- **GOAL**:
Every line from the one containing "Reviewer note: confirm that every instance of the roof" to the final line of the material below must be reproduced exactly; leave out all other lines.

-- Start INPUT MATERIAL --

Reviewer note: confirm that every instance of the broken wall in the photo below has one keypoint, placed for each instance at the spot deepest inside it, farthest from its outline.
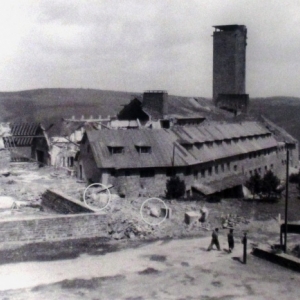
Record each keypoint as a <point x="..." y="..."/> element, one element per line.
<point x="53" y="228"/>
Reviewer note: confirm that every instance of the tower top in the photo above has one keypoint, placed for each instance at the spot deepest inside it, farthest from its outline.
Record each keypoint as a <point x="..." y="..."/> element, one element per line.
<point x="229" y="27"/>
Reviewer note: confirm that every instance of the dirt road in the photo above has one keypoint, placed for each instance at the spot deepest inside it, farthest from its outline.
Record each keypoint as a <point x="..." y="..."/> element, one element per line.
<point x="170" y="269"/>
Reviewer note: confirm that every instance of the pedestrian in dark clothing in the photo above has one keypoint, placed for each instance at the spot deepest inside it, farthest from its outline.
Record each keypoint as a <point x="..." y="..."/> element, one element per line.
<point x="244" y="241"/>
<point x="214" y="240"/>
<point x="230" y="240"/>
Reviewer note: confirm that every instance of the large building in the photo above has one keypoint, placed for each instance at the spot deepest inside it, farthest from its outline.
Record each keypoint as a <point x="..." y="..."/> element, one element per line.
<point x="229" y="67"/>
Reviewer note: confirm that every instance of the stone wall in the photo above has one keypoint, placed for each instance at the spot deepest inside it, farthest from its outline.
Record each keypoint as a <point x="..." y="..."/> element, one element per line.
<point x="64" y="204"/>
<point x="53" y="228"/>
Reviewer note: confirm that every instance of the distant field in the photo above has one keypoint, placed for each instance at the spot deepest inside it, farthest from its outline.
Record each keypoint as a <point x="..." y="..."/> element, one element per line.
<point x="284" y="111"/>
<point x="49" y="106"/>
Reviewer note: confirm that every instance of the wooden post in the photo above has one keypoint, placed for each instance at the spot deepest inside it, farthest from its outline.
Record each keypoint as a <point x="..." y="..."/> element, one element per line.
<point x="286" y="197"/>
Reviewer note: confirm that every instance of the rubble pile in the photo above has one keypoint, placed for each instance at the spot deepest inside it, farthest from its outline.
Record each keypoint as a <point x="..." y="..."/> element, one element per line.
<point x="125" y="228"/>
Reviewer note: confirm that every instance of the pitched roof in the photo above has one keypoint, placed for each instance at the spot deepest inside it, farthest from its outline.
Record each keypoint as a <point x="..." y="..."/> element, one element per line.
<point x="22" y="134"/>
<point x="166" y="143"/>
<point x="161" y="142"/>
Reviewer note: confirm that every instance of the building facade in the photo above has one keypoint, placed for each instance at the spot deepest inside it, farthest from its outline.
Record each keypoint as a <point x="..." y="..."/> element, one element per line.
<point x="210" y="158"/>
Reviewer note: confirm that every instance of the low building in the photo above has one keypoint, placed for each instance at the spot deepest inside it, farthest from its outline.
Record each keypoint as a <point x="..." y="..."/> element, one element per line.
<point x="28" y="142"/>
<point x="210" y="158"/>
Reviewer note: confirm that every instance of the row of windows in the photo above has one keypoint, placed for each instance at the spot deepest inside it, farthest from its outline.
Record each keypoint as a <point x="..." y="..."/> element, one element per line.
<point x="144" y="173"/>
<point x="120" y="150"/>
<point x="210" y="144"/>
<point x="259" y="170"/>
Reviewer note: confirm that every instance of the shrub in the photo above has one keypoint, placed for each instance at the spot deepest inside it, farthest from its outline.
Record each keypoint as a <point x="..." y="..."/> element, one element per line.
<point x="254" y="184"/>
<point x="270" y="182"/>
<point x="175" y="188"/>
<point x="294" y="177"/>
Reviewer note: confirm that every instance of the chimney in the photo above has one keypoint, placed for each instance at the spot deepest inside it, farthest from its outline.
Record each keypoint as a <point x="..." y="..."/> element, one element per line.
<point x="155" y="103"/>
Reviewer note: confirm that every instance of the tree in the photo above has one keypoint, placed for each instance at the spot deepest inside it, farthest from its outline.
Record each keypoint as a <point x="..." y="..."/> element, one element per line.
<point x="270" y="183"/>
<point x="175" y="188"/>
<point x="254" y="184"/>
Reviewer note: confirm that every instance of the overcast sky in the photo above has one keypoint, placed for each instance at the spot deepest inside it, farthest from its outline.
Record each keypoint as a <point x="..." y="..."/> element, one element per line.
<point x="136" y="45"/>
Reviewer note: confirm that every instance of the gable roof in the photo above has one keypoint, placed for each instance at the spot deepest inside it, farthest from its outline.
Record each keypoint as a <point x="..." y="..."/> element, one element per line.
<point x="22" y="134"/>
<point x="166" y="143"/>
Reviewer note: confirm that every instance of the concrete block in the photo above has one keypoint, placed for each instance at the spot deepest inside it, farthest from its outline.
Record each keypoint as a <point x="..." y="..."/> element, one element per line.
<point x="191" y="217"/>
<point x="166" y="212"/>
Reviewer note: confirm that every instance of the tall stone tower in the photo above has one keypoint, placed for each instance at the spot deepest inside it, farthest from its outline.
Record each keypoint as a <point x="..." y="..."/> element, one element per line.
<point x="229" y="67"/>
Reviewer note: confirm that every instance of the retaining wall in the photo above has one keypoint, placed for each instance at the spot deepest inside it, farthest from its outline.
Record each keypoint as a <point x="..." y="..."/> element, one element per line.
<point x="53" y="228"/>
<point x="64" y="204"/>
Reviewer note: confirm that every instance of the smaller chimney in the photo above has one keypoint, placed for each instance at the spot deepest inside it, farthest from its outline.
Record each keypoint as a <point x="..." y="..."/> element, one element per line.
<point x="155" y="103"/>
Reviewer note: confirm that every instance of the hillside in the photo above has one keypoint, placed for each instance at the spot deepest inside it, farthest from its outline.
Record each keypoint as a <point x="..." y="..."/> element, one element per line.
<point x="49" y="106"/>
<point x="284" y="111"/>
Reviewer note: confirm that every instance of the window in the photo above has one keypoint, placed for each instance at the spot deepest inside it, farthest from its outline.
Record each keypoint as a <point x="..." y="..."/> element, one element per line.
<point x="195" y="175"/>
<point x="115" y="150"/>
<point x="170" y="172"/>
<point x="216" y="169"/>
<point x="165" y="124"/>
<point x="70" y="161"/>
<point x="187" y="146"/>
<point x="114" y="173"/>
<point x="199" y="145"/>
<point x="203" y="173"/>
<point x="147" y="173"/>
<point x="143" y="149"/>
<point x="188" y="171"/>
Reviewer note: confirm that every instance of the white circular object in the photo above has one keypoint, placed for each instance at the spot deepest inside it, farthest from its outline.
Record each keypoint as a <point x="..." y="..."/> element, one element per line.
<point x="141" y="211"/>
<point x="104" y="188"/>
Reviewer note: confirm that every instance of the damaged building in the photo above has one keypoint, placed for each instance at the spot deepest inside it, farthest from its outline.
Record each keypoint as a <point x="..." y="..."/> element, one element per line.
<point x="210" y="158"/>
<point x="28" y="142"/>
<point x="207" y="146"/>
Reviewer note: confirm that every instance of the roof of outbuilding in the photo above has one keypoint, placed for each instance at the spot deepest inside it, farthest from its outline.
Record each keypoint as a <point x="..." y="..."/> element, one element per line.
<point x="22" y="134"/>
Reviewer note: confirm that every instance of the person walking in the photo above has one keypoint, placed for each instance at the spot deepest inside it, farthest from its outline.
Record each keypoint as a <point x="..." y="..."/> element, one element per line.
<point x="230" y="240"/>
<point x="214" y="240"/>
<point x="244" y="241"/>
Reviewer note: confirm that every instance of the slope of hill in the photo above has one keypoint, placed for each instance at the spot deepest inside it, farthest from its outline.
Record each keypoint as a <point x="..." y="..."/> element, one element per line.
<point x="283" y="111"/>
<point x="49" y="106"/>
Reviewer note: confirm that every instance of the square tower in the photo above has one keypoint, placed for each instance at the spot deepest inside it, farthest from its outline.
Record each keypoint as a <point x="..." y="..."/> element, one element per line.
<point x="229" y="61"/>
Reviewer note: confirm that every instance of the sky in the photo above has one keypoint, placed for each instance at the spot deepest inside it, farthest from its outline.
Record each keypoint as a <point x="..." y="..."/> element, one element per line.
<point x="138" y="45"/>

-- End INPUT MATERIAL --

- **FINISHED EXERCISE**:
Reviewer note: confirm that every instance of the roof of outbuilding in the photo above has one keypoint, placed for each instance at the spot deepest inside it, farthest from its outline.
Record each keypoint as a <point x="..." y="..."/> element, one element per line.
<point x="22" y="134"/>
Reviewer note: confirm that every instance of the person walking in the photo above has one keypoint, placed for each instance at the spot deepest inside it, farthest from its outline.
Record each keypoint as a <point x="..." y="..."/> element, one element per line.
<point x="230" y="240"/>
<point x="214" y="240"/>
<point x="244" y="241"/>
Reviewer note: confirm that every instance of the slope of hill in the photo above has one keypoint, placed for each instance at the spot deepest inside it, farthest from its outline.
Record each keypoint as a <point x="..." y="..."/> element, one element per line.
<point x="283" y="111"/>
<point x="49" y="106"/>
Reviewer note: confirm that every instance of the square tower in the photo above has one keypoint, placed for each instance at the spot deepest inside it, farthest from its outline.
Record each keypoint as a <point x="..." y="..."/> element, one element per line.
<point x="229" y="61"/>
Reviewer note: confirm that every instance of the sky in the photo above has one keypoint, placed for each instance at the spot deepest inside it, farthest from its outline.
Record each keypoint as a <point x="..." y="..."/> element, one element per line.
<point x="138" y="45"/>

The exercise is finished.